- Your task -
The answer should be every line below, retyped exactly.

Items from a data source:
++++++

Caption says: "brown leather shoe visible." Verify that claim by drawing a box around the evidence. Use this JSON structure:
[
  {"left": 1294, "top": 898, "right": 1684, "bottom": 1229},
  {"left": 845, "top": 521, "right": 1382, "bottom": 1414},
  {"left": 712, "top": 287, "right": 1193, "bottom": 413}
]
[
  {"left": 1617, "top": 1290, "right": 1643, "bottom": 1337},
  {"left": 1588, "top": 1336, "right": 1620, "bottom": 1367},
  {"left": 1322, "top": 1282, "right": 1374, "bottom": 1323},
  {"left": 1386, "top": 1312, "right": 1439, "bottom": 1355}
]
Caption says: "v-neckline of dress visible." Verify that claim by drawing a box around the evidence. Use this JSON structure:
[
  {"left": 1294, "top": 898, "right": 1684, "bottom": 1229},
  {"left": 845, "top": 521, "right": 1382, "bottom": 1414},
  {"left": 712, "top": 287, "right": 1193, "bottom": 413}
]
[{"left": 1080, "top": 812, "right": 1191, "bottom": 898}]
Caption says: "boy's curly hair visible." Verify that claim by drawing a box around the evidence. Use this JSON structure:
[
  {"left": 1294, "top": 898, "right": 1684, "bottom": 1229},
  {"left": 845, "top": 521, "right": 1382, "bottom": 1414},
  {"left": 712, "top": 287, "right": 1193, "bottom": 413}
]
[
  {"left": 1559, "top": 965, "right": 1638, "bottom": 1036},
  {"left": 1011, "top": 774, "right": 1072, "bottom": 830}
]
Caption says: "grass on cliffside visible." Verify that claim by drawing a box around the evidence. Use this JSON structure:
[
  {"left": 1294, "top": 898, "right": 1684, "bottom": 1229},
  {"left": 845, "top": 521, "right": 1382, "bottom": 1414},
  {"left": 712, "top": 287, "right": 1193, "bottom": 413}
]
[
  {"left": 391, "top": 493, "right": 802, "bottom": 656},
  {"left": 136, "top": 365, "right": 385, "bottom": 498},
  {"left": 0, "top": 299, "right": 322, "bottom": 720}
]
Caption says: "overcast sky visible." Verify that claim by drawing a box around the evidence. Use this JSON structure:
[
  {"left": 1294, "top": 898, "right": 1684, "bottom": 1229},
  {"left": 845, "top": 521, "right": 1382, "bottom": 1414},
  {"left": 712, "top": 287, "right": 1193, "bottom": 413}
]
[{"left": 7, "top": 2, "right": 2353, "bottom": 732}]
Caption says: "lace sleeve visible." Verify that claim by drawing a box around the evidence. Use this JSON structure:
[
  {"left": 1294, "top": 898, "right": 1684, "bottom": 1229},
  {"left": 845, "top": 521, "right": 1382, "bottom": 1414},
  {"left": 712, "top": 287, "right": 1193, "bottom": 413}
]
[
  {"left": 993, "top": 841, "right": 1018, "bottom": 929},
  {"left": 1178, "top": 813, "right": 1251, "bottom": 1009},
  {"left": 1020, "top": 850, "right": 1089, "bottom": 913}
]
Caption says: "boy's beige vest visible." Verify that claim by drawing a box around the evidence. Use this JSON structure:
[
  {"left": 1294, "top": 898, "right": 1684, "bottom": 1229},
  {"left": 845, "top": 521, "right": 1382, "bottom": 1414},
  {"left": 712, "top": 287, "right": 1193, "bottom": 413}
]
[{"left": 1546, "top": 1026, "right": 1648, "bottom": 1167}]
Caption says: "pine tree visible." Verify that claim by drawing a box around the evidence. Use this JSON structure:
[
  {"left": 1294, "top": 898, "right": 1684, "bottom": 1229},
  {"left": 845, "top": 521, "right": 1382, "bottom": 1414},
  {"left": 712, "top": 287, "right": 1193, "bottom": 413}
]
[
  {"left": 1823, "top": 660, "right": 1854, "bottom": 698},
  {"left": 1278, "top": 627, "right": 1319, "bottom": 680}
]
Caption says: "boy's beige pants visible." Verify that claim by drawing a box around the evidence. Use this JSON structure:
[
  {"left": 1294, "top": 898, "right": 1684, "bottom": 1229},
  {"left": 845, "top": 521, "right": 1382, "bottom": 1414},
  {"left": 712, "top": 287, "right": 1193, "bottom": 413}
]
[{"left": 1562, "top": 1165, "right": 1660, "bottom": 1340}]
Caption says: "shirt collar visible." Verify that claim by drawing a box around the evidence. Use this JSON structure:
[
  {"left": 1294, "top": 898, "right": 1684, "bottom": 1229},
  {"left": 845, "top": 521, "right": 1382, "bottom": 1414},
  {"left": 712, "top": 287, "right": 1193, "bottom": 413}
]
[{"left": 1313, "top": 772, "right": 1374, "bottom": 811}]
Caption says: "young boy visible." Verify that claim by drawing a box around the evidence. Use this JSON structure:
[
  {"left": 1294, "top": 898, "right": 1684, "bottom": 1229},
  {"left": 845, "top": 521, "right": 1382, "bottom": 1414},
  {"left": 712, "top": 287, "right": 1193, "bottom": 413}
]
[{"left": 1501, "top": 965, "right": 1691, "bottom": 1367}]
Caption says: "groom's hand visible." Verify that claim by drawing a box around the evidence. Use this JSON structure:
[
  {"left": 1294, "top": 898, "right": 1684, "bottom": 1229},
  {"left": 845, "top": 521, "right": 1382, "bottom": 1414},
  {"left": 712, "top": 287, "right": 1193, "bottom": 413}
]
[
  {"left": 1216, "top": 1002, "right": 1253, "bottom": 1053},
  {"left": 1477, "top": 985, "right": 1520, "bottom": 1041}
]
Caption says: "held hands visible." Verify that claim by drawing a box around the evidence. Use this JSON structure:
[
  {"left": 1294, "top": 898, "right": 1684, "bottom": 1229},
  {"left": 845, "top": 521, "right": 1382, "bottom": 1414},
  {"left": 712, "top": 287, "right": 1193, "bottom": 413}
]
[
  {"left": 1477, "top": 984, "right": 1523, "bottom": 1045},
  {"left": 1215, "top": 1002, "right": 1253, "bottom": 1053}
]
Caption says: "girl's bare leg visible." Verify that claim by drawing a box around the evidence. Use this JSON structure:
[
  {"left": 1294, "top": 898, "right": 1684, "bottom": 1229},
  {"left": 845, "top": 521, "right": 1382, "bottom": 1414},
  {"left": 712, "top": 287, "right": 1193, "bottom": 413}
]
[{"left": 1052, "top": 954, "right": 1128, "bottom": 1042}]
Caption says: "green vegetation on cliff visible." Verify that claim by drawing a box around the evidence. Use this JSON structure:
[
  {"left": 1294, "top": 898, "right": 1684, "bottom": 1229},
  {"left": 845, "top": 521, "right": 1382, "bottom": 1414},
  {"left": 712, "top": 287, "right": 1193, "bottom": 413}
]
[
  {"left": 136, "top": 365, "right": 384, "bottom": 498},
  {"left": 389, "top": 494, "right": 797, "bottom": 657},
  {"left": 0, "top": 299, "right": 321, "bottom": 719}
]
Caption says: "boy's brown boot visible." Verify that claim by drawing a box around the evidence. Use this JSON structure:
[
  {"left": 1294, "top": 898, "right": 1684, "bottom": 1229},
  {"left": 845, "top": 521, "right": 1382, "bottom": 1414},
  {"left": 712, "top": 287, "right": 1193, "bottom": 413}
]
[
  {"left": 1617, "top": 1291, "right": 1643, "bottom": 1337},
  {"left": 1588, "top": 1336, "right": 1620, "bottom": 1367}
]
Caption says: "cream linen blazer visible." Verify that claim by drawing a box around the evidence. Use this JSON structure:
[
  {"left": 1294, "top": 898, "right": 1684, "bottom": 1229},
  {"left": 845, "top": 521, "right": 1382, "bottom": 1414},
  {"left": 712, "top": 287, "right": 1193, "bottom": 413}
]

++++++

- Your solution -
Caption says: "brown leather shoe visible." Verify that claim by drawing a box around the evidence. Use this JSON structure:
[
  {"left": 1294, "top": 898, "right": 1684, "bottom": 1229},
  {"left": 845, "top": 521, "right": 1382, "bottom": 1414},
  {"left": 712, "top": 287, "right": 1193, "bottom": 413}
]
[
  {"left": 1617, "top": 1290, "right": 1643, "bottom": 1337},
  {"left": 1588, "top": 1336, "right": 1620, "bottom": 1367},
  {"left": 1322, "top": 1282, "right": 1374, "bottom": 1323},
  {"left": 1386, "top": 1312, "right": 1439, "bottom": 1355}
]
Caption says: "v-neckline of dress visible." Verify that claim by drawing a box around the evidence. Use this JSON structure:
[
  {"left": 1294, "top": 898, "right": 1684, "bottom": 1229},
  {"left": 845, "top": 521, "right": 1382, "bottom": 1414},
  {"left": 712, "top": 287, "right": 1193, "bottom": 413}
]
[{"left": 1080, "top": 812, "right": 1191, "bottom": 898}]
Caption says: "boy's curly hair visible." Verify that claim by drawing a box around the evidence. Use this JSON structure:
[
  {"left": 1294, "top": 898, "right": 1684, "bottom": 1229},
  {"left": 845, "top": 521, "right": 1382, "bottom": 1414},
  {"left": 712, "top": 287, "right": 1193, "bottom": 413}
]
[
  {"left": 1559, "top": 965, "right": 1638, "bottom": 1036},
  {"left": 1011, "top": 774, "right": 1072, "bottom": 830}
]
Caption says: "grass on cliffside visible." Verify that claim by drawing a box around the evidence. Use this JSON structure:
[
  {"left": 1294, "top": 898, "right": 1684, "bottom": 1229},
  {"left": 845, "top": 521, "right": 1382, "bottom": 1414},
  {"left": 712, "top": 287, "right": 1193, "bottom": 413}
]
[
  {"left": 391, "top": 493, "right": 802, "bottom": 656},
  {"left": 136, "top": 365, "right": 385, "bottom": 498},
  {"left": 0, "top": 299, "right": 322, "bottom": 720}
]
Caption says: "overcast sky visible." Verify that claim by drawing a box around the evidence. Use this JSON structure:
[
  {"left": 1294, "top": 898, "right": 1684, "bottom": 1229},
  {"left": 845, "top": 521, "right": 1382, "bottom": 1414},
  {"left": 712, "top": 287, "right": 1193, "bottom": 413}
]
[{"left": 7, "top": 2, "right": 2353, "bottom": 732}]
Caption says: "lace sleeve visible." Verify that claim by drawing a box around the evidence. Use this JSON structure:
[
  {"left": 1294, "top": 898, "right": 1684, "bottom": 1229},
  {"left": 845, "top": 521, "right": 1382, "bottom": 1414},
  {"left": 712, "top": 287, "right": 1193, "bottom": 413}
]
[
  {"left": 993, "top": 841, "right": 1018, "bottom": 929},
  {"left": 1178, "top": 813, "right": 1251, "bottom": 1009},
  {"left": 1020, "top": 850, "right": 1089, "bottom": 913}
]
Caption says: "boy's beige vest visible." Verify that claim by drawing a box around the evidence. Use this JSON structure:
[
  {"left": 1294, "top": 898, "right": 1684, "bottom": 1229},
  {"left": 845, "top": 521, "right": 1382, "bottom": 1414},
  {"left": 712, "top": 287, "right": 1193, "bottom": 413}
]
[{"left": 1546, "top": 1026, "right": 1648, "bottom": 1167}]
Caption says: "pine tree visible." Verify that claim by drawing a box around the evidence. Use this JSON structure:
[
  {"left": 1294, "top": 898, "right": 1684, "bottom": 1229},
  {"left": 845, "top": 521, "right": 1382, "bottom": 1414},
  {"left": 712, "top": 287, "right": 1193, "bottom": 413}
]
[
  {"left": 1823, "top": 660, "right": 1854, "bottom": 698},
  {"left": 1278, "top": 627, "right": 1319, "bottom": 680}
]
Caption says: "boy's beige pants visible." Verify that claim by drawing a box around the evidence. Use this JSON structure:
[
  {"left": 1294, "top": 898, "right": 1684, "bottom": 1229},
  {"left": 845, "top": 521, "right": 1382, "bottom": 1414},
  {"left": 712, "top": 287, "right": 1193, "bottom": 413}
]
[{"left": 1562, "top": 1165, "right": 1660, "bottom": 1340}]
Caption says: "shirt collar visible." Verify that claim by drawing a box around the evidence. Use this JSON structure:
[
  {"left": 1294, "top": 898, "right": 1684, "bottom": 1229},
  {"left": 845, "top": 521, "right": 1382, "bottom": 1414},
  {"left": 712, "top": 287, "right": 1193, "bottom": 413}
]
[{"left": 1313, "top": 772, "right": 1374, "bottom": 811}]
Caption says: "young boy visible." Verify that claim by drawing a box around the evidence. Use this JSON structure:
[
  {"left": 1294, "top": 898, "right": 1684, "bottom": 1229},
  {"left": 845, "top": 521, "right": 1382, "bottom": 1414},
  {"left": 712, "top": 287, "right": 1193, "bottom": 413}
]
[{"left": 1501, "top": 965, "right": 1691, "bottom": 1367}]
Caption says: "groom's hand visible." Verify that claim by drawing a box around the evidence. Use this JSON structure:
[
  {"left": 1294, "top": 898, "right": 1684, "bottom": 1229},
  {"left": 845, "top": 521, "right": 1382, "bottom": 1414},
  {"left": 712, "top": 287, "right": 1193, "bottom": 413}
]
[
  {"left": 1216, "top": 1002, "right": 1253, "bottom": 1053},
  {"left": 1477, "top": 985, "right": 1520, "bottom": 1041}
]
Caption says: "held hands visible." Verify that claim by drawing a box around the evidence. Use this JSON structure:
[
  {"left": 1294, "top": 898, "right": 1684, "bottom": 1229},
  {"left": 845, "top": 521, "right": 1382, "bottom": 1414},
  {"left": 712, "top": 287, "right": 1193, "bottom": 413}
]
[
  {"left": 1477, "top": 984, "right": 1523, "bottom": 1045},
  {"left": 1215, "top": 1002, "right": 1253, "bottom": 1053}
]
Caption says: "girl's bare leg visible." Verify that claim by drawing a box around the evidence. Use this JSON structure:
[
  {"left": 1294, "top": 898, "right": 1684, "bottom": 1229},
  {"left": 845, "top": 521, "right": 1382, "bottom": 1414},
  {"left": 712, "top": 287, "right": 1193, "bottom": 413}
]
[{"left": 1052, "top": 954, "right": 1128, "bottom": 1042}]
Caption says: "green vegetation on cliff visible." Verify that claim by drawing a box around the evidence. Use this JSON structure:
[
  {"left": 1294, "top": 898, "right": 1684, "bottom": 1229},
  {"left": 845, "top": 521, "right": 1382, "bottom": 1414},
  {"left": 712, "top": 287, "right": 1193, "bottom": 413}
]
[
  {"left": 136, "top": 365, "right": 384, "bottom": 498},
  {"left": 389, "top": 494, "right": 797, "bottom": 657},
  {"left": 0, "top": 299, "right": 321, "bottom": 719}
]
Caption says: "boy's brown boot visible." Verify that claim by drawing a box around the evidence. Use this JSON structure:
[
  {"left": 1294, "top": 898, "right": 1684, "bottom": 1229},
  {"left": 845, "top": 521, "right": 1382, "bottom": 1414},
  {"left": 712, "top": 287, "right": 1193, "bottom": 413}
]
[
  {"left": 1617, "top": 1291, "right": 1643, "bottom": 1337},
  {"left": 1588, "top": 1336, "right": 1620, "bottom": 1367}
]
Caption says: "cream linen blazer visible." Verify that claim by drawing a box around the evidence. Use this JSON structure:
[
  {"left": 1294, "top": 898, "right": 1684, "bottom": 1229},
  {"left": 845, "top": 521, "right": 1382, "bottom": 1414},
  {"left": 712, "top": 287, "right": 1193, "bottom": 413}
]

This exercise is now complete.